## STATED PROBLEM
Count how many lines of the material below contain the word "photo". Reply with the number only.

## EXERCISE MATERIAL
------------------------------

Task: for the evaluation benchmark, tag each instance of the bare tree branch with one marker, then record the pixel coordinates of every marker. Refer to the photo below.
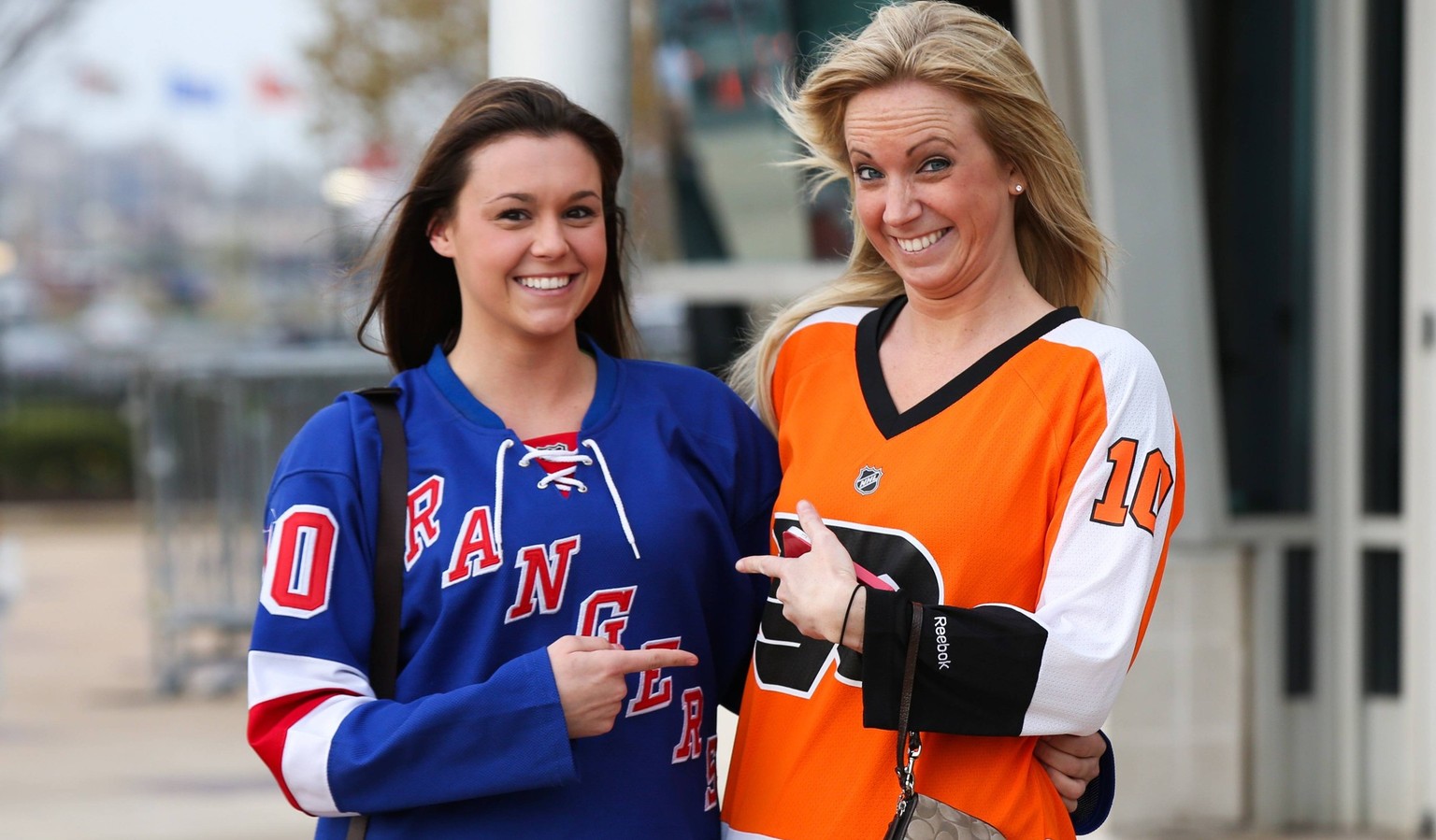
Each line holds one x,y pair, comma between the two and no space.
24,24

------------------------------

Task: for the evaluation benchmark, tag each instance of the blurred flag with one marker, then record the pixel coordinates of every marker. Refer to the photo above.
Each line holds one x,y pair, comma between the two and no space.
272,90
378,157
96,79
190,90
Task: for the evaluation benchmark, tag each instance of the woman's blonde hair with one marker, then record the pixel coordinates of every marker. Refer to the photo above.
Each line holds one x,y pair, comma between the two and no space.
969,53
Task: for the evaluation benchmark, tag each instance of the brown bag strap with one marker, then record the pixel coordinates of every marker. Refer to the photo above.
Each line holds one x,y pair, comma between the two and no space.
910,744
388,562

------------------------------

## WRITTEN REPLY
4